THE PROBLEM | Echo the stretch of the records from the line containing "of the hillside" through the line containing "[(223, 413), (707, 397), (952, 427), (697, 396)]", character for character.

PROVIDED INFORMATION |
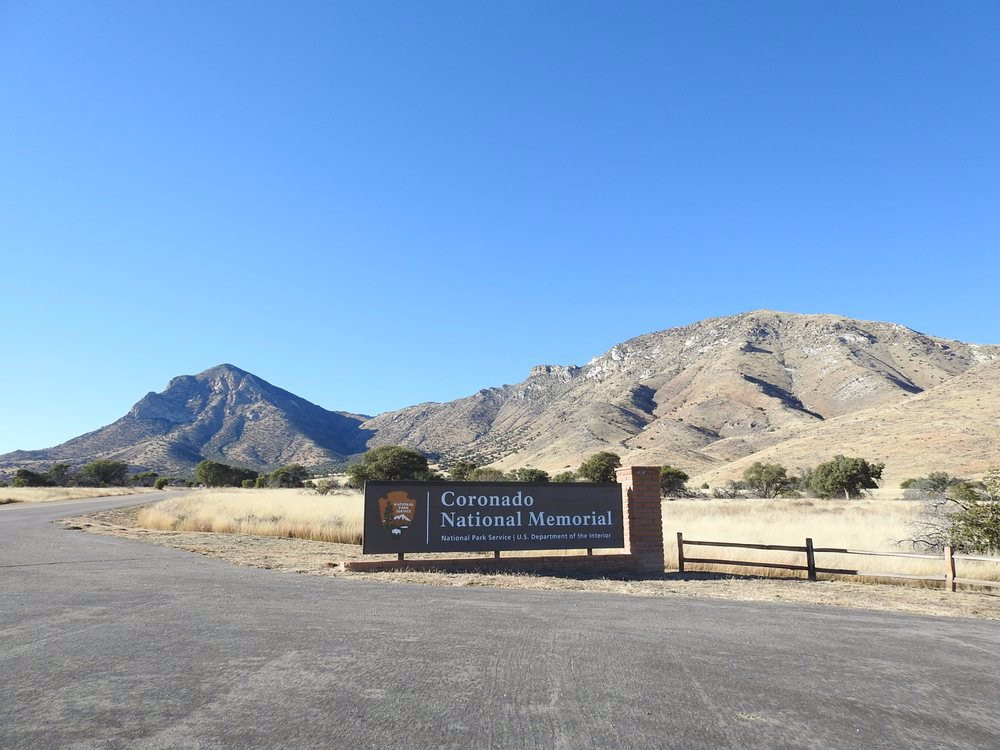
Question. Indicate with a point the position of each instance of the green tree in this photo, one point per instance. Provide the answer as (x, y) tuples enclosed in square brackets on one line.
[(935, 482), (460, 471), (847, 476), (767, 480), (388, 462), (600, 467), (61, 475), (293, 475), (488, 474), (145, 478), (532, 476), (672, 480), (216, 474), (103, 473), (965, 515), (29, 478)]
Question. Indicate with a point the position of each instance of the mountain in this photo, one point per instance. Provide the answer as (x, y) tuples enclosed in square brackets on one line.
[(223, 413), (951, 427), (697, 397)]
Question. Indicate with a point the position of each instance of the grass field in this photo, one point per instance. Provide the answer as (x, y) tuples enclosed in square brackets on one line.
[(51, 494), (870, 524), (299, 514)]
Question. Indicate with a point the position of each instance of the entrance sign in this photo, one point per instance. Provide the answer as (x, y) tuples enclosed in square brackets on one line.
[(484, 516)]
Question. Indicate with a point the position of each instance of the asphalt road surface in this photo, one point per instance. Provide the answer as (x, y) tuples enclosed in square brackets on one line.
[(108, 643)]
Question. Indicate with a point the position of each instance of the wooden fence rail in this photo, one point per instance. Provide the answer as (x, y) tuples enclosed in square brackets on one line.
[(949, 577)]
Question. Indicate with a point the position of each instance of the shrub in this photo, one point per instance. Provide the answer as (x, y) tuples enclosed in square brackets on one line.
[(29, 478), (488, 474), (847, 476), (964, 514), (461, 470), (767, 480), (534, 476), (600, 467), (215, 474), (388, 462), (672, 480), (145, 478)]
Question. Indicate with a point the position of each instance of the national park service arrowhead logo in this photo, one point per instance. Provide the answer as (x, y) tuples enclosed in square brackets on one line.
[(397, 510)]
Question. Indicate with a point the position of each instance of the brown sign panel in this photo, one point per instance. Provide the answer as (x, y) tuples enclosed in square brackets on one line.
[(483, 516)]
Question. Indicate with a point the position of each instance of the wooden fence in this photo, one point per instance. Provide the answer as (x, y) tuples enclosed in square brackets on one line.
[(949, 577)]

--

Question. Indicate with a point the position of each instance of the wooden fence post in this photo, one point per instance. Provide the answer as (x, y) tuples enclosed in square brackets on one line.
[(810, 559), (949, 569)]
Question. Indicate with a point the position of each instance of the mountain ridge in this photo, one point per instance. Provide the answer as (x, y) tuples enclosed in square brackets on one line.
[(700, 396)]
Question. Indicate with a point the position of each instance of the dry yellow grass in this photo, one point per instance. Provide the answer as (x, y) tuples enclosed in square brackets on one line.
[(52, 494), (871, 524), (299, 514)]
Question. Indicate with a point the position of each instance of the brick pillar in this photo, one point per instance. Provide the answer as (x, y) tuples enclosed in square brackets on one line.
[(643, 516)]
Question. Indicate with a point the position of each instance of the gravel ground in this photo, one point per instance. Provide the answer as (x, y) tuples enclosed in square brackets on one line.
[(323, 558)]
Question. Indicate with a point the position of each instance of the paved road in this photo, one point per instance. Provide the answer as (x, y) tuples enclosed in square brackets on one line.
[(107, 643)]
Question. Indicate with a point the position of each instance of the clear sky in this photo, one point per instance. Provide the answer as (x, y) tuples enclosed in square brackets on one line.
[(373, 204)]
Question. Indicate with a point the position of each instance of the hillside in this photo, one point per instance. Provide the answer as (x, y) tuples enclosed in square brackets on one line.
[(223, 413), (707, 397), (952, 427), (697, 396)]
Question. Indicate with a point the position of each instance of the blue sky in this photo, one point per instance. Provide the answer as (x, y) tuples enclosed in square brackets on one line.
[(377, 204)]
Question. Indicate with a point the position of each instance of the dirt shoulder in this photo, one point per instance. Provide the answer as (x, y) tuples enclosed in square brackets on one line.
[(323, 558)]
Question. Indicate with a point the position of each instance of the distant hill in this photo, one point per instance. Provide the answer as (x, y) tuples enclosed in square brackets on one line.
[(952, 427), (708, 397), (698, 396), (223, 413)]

---

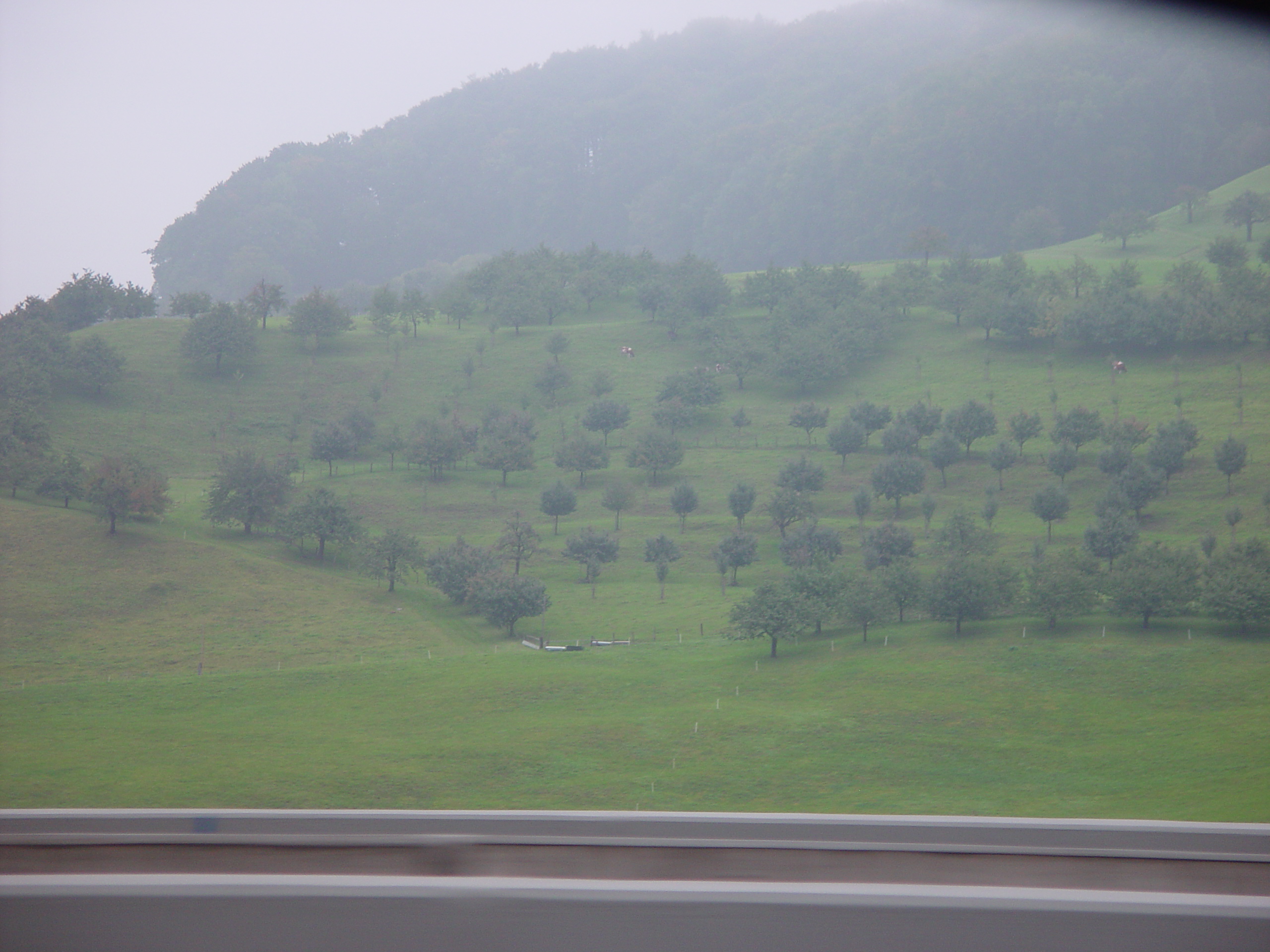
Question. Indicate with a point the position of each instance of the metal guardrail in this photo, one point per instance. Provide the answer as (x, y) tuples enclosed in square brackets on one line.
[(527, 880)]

SOLUTION TO THE EXERCISE |
Question. Indicate with a point the position of each instance of the hillside in this photo, one point per instance. Provide the answer as (x, y) tuples enclosed in square brackets on one line.
[(223, 413), (707, 397), (952, 427), (697, 396)]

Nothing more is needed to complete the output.